What to do |
Rewrite the entries below, changing "set one marker" to "place a single point" wherever it occurs and leaving every other part of each line as it is.

Excerpts of location labeling data |
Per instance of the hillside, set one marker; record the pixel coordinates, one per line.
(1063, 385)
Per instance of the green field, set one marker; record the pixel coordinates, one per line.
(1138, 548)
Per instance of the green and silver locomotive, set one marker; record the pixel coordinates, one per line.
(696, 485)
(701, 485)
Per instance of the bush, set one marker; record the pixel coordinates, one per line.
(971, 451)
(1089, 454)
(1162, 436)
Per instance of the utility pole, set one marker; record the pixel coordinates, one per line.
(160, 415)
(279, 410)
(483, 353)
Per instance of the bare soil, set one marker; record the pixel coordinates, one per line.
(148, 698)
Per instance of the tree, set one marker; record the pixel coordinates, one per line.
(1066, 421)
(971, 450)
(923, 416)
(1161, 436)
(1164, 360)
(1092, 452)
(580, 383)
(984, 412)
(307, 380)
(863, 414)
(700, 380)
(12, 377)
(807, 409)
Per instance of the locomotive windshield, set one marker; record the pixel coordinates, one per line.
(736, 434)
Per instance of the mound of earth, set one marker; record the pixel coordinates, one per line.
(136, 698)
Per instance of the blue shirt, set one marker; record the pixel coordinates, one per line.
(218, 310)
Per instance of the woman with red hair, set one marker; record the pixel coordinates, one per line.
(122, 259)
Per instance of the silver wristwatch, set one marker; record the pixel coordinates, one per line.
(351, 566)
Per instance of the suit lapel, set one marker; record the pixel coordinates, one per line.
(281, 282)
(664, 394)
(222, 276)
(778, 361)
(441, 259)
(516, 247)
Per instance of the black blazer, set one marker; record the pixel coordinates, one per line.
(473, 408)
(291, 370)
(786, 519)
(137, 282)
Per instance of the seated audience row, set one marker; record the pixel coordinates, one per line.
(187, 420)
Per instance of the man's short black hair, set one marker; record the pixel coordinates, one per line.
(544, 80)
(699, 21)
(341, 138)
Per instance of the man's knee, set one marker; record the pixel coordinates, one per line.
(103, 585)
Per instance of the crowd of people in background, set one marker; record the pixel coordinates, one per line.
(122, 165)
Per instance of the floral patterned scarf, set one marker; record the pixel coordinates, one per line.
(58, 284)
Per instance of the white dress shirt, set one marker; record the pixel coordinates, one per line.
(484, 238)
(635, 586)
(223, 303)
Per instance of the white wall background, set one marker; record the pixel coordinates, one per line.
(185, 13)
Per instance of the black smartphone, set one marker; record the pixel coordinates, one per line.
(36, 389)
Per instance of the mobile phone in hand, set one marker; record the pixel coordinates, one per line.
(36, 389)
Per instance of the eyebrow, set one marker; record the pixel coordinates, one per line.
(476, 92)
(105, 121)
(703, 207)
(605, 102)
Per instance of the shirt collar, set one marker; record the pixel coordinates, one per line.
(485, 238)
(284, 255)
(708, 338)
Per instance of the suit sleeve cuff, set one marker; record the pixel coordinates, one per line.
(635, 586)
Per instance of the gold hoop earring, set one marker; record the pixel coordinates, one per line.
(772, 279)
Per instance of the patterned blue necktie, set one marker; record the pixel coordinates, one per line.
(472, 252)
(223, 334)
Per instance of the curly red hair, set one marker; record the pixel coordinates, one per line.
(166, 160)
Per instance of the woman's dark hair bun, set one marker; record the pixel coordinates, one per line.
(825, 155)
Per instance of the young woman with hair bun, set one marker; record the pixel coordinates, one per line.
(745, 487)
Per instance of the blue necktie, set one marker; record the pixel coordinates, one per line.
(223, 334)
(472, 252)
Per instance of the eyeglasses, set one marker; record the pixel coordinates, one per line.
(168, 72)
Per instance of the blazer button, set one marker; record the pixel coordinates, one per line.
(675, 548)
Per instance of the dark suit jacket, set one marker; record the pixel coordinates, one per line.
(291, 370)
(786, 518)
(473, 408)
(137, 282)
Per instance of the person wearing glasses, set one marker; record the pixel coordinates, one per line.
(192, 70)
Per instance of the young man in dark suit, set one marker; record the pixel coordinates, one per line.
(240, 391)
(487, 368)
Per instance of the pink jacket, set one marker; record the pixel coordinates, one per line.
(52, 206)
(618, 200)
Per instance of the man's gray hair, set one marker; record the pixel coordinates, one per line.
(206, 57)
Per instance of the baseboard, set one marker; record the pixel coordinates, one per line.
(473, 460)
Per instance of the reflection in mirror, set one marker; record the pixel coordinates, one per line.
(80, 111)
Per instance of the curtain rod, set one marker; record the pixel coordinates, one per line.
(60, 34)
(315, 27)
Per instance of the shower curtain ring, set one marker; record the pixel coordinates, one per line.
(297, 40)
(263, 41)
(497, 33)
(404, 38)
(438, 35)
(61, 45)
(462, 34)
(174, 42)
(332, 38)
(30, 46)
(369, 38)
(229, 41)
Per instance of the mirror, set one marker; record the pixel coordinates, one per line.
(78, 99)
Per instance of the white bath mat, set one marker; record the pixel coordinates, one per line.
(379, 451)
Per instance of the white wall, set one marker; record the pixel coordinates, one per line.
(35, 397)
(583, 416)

Expected answer |
Per instance of the hillside, place a single point; record the pixel coordinates, one per line.
(1063, 385)
Per instance of the green field, place a single point; record the pixel coordinates, one per line.
(1138, 548)
Per instance of the green and silver locomotive, place a single point; record the pixel coordinates, one per line.
(696, 485)
(701, 485)
Per instance of the bush, place a single point; record the pixel coordinates, one per line.
(971, 451)
(1089, 454)
(1162, 436)
Per instance of the utility pole, place a single point; record the pixel coordinates, one per line.
(160, 415)
(279, 410)
(483, 353)
Per instance of the bare soil, place a single point; record the pixel coordinates, one per line.
(148, 698)
Per instance of the tree, place a single point; record the pixel coordinates, one per line.
(1066, 421)
(971, 450)
(923, 416)
(1161, 436)
(1164, 360)
(1092, 452)
(580, 383)
(984, 412)
(307, 380)
(863, 414)
(700, 380)
(12, 377)
(807, 409)
Per instance of the locomotive windshield, place a single point; record the pixel coordinates, one per line.
(736, 434)
Per instance of the mound of earth, place a single point; record the pixel coordinates, one per line.
(136, 698)
Per instance of the blue shirt, place a single point; record the pixel coordinates, one per line.
(218, 310)
Per instance of the woman with red hair, place a single point; record the pixel coordinates, one per line.
(122, 259)
Per instance of the silver wristwatch, place a single point; record the pixel coordinates, one per line.
(351, 566)
Per instance of the suit lapel, place a single point; record the pixel coordinates, one per line.
(281, 282)
(664, 394)
(222, 276)
(778, 361)
(441, 259)
(516, 247)
Per instance of the black blazer, place a single point; record the pixel coordinates, one per line.
(473, 408)
(291, 370)
(786, 519)
(137, 282)
Per instance of the seated audience row, place a single point; record the pixel coordinates, one per line.
(187, 420)
Per instance of the man's short black hair, place a single point; record the pixel coordinates, one per line.
(544, 80)
(699, 21)
(341, 138)
Per instance of the man's knee, place a single point; record the pixel coordinates, one per line.
(103, 585)
Per instance of the crowd of people in background, place a single point; record the pixel coordinates, one per line.
(122, 165)
Per instance of the floral patterned scarf, place a single point; record the pixel coordinates, one per line.
(58, 284)
Per instance of the white dress shirt, place a single point; record the pixel coordinates, one per line.
(484, 238)
(635, 586)
(223, 303)
Per instance of the white wall background, place a single point; record the pixel coordinates, one per line.
(185, 13)
Per instance of the black smartphone, place a single point; record the pixel coordinates, one per line.
(36, 389)
Per instance of the mobile phone in hand, place a single point; record the pixel coordinates, one per line.
(36, 389)
Per instance of the eyebrow, place a single point; record the pixel coordinates, one per line.
(476, 92)
(105, 121)
(703, 207)
(605, 102)
Per instance of the shirt collar, place a single point; record the pixel coordinates, one per line.
(485, 238)
(284, 255)
(708, 338)
Per instance of the suit sleeve cuff, place a single point; record the pixel coordinates, one per line.
(635, 586)
Per instance of the gold hoop earring, place a single point; record the pixel coordinates, one per line.
(772, 279)
Per instance of the patterned blue necktie, place a single point; record the pixel coordinates, one per line.
(472, 252)
(223, 334)
Per instance of the curly red hair, place a single point; record the pixel coordinates, one per line.
(166, 160)
Per instance of the woman's dark hair bun, place a single point; record the pixel coordinates, one per line.
(825, 155)
Per instance of the young woman with hair bun, place a single point; record the pixel coordinates, one per line.
(745, 487)
Per instance of the blue necktie, place a single point; record the pixel coordinates, one per line.
(223, 334)
(472, 252)
Per instance of the eyeglasses, place a single point; record the pixel coordinates, one per line.
(168, 72)
Per instance of the blazer button, place a single point; record the pixel coordinates, one per line.
(675, 548)
Per instance of the dark suit jacket, place a single point; record the pixel coordinates, one per line.
(291, 370)
(786, 518)
(473, 408)
(137, 282)
Per instance of the person wearing glasses, place a single point; record the pixel coordinates, one per line.
(192, 70)
Per instance of the young man in dark suit, place a single point; record the pixel coordinates, one per line.
(240, 391)
(487, 368)
Per instance of the pink jacket, place a single point; record the pixel coordinates, one per line.
(52, 206)
(618, 200)
Per instance of the man's gray hair, place a single point; record the pixel coordinates, one per line.
(206, 57)
Per instance of the baseboard, place a single point; record the pixel coordinates, one per line.
(473, 460)
Per instance of the reflection in mirror, place a single point; record the pixel coordinates, one per line.
(80, 111)
Per instance of the curtain rod, place a single point; record the pixel coordinates, one per line.
(60, 34)
(315, 27)
Per instance of the shower curtain ring, place a single point; record the pixel coordinates, one per line.
(297, 40)
(263, 41)
(497, 33)
(404, 38)
(438, 35)
(61, 45)
(462, 34)
(174, 42)
(332, 38)
(30, 46)
(369, 38)
(229, 41)
Per instance of the mirror, place a single point; record the pixel coordinates, one per line.
(78, 99)
Per instance of the white bath mat, place a single point; record the pixel coordinates, one per line.
(379, 451)
Per instance of the white wall, place a single point; record the pixel coordinates, one per line.
(35, 397)
(583, 416)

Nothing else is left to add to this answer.